◆ WORK REQUIRED
Find the line containing "Object class to annotate: distant building". Retype it and every line after it through the end of the entries, exactly as written, with nothing added.

◆ SUPPLIED RECORDS
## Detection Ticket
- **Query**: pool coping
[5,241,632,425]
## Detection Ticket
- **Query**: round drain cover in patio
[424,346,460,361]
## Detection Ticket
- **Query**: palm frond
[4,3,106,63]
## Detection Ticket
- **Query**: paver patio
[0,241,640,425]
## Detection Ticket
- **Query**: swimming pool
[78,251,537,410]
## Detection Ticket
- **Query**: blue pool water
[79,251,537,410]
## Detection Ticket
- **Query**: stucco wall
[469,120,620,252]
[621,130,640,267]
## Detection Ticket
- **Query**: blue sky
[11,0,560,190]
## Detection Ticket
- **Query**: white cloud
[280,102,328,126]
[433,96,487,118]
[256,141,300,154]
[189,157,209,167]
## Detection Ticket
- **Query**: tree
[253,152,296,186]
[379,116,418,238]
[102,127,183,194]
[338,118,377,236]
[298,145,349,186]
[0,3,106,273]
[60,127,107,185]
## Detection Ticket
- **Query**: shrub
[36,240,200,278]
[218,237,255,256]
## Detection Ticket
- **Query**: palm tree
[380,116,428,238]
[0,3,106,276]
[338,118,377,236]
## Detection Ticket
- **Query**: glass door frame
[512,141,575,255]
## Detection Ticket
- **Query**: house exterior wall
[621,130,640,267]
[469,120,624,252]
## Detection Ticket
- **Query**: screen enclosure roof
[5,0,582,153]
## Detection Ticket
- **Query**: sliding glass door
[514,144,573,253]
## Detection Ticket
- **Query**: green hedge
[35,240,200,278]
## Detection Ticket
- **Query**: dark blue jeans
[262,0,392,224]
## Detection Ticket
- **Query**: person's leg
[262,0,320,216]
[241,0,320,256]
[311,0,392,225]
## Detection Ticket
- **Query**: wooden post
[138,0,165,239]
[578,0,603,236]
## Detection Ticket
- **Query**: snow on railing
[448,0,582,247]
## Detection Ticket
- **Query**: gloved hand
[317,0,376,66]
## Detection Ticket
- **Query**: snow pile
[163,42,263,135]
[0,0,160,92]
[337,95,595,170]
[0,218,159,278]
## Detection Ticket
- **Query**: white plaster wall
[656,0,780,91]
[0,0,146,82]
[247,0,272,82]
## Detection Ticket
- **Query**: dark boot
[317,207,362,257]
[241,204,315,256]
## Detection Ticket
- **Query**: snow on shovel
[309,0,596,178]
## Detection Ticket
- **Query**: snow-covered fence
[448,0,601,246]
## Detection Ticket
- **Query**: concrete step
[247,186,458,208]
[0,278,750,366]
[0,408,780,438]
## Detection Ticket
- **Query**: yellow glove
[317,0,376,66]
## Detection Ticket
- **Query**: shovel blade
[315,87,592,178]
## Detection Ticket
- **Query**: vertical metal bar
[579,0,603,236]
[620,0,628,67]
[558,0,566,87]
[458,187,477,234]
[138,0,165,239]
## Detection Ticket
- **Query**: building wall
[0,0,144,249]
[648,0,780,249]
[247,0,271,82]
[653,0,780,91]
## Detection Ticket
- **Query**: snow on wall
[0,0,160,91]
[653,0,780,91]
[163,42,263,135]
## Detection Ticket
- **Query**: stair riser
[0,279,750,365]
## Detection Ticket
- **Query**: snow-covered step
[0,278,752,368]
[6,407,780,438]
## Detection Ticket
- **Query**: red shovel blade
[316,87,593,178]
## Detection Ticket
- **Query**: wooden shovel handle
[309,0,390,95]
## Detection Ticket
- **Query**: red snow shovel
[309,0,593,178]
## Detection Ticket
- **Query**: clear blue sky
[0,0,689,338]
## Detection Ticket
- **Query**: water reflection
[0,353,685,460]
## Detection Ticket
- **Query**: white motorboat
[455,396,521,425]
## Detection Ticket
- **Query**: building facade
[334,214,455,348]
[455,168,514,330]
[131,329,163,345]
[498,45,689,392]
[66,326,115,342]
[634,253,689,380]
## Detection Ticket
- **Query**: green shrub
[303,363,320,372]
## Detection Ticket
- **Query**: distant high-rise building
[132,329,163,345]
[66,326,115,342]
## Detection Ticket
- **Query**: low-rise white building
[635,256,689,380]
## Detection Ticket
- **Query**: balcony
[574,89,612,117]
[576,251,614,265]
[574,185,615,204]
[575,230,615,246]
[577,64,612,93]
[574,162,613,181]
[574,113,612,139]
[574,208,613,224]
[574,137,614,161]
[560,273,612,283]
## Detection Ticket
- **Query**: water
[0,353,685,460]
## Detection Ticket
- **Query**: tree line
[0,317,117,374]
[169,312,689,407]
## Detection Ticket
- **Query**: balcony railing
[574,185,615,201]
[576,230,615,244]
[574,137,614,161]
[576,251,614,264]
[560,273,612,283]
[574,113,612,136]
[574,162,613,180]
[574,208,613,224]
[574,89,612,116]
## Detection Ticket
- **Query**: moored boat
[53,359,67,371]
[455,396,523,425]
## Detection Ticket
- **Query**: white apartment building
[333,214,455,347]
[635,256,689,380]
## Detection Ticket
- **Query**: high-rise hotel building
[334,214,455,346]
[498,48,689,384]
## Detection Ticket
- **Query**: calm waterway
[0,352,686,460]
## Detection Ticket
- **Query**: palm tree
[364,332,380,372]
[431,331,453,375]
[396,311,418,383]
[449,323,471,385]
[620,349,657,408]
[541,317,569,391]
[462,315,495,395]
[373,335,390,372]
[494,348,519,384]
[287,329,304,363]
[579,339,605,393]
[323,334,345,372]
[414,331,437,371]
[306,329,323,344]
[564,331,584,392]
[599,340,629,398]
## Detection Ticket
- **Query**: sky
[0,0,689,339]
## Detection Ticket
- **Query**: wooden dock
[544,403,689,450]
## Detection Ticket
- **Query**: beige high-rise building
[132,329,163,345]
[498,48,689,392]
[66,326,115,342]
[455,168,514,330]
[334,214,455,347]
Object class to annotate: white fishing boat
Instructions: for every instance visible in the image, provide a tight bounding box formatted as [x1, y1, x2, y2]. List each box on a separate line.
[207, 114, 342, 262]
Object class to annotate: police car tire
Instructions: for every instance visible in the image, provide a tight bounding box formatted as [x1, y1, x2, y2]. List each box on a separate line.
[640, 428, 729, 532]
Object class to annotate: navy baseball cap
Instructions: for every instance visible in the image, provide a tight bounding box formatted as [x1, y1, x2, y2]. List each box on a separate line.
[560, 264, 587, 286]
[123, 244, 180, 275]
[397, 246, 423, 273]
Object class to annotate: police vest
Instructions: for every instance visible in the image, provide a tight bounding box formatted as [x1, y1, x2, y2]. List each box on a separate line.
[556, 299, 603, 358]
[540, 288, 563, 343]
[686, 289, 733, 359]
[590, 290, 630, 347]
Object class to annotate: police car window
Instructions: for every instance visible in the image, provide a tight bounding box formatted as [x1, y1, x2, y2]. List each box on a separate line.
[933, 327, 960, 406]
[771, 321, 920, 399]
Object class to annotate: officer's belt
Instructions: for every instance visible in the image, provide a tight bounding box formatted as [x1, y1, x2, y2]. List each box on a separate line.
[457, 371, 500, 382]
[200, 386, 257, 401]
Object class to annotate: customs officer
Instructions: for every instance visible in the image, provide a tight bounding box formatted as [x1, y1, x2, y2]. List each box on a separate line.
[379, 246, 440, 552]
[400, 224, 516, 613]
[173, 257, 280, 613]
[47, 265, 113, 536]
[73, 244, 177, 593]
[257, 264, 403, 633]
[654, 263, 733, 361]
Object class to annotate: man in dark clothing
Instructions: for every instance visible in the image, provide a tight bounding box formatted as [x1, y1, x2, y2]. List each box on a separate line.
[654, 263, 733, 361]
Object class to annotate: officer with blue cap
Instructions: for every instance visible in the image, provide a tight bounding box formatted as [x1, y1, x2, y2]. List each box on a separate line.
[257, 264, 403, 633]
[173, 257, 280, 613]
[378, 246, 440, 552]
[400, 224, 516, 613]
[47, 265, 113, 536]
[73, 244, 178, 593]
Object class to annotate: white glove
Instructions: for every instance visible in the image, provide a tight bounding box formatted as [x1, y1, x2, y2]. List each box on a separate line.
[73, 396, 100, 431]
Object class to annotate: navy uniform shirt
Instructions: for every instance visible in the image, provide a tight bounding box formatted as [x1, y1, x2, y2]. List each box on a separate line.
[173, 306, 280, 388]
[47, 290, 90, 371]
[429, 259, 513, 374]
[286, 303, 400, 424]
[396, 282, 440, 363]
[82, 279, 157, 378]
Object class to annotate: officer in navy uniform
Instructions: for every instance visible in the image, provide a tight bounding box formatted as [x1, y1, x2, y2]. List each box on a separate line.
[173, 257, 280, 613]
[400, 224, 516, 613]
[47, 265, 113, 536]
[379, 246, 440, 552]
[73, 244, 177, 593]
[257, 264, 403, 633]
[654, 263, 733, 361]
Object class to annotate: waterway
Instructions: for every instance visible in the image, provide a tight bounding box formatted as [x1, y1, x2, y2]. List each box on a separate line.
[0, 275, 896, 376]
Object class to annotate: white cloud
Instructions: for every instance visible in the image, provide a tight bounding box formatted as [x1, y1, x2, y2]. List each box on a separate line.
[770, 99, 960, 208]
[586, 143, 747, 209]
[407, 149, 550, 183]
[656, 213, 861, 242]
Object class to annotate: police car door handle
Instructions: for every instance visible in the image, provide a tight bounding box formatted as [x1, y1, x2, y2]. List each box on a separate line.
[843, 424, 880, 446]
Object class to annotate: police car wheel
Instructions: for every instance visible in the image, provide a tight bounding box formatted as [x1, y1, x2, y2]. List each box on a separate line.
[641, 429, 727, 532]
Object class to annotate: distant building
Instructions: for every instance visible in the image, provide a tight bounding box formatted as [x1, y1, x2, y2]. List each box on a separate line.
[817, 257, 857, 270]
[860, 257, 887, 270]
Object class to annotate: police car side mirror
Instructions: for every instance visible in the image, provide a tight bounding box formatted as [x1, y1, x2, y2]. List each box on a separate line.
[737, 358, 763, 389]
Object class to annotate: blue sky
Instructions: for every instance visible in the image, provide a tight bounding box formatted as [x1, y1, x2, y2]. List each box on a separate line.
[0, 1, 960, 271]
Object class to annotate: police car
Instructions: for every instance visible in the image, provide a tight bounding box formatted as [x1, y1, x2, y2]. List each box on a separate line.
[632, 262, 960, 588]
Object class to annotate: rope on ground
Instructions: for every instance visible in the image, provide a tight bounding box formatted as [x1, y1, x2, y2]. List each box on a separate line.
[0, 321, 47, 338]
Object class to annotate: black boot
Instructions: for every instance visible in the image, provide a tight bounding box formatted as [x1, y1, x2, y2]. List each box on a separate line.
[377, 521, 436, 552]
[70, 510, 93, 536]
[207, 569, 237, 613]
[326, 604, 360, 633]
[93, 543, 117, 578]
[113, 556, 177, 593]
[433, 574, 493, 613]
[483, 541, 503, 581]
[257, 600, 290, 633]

◆ OUTPUT FOR THIS EXERCISE
Object class to annotate: distant building
Instructions: for every instance visible in the image, provide a tight bounding box formatted as [x1, y1, x2, y2]. List each box on a separate line.
[817, 257, 857, 270]
[860, 257, 887, 270]
Object class to annotate: police car side mirror
Instructions: for every instance visible in the image, provide a tight bounding box formatted as [x1, y1, x2, y2]. List each box on a separate line.
[737, 358, 763, 389]
Object class to annotate: blue sky
Instructions: for every instance visible in the image, provide a tight bounding box formatted as [x1, y1, x2, y2]. List each box on a separate line.
[0, 1, 960, 271]
Object class to annotate: police car
Instructions: for every instance visible in the image, provide a tight bounding box formatted as [x1, y1, x2, y2]. List each box on a separate line.
[632, 262, 960, 588]
Object class to annotate: rope on ground
Instructions: for every instance visible in the image, provide a tight bounding box formatted as [x1, y1, x2, y2]. List each box on a separate line.
[0, 321, 47, 338]
Object class to annotate: black boot
Instructions: for every instance visible in the image, provide a tight bounding box formatted as [x1, y1, x2, y2]. List each box on a separate line.
[377, 521, 436, 552]
[70, 510, 93, 536]
[207, 569, 237, 613]
[326, 604, 360, 633]
[93, 543, 117, 578]
[113, 556, 177, 593]
[433, 574, 493, 613]
[483, 541, 503, 581]
[257, 600, 290, 633]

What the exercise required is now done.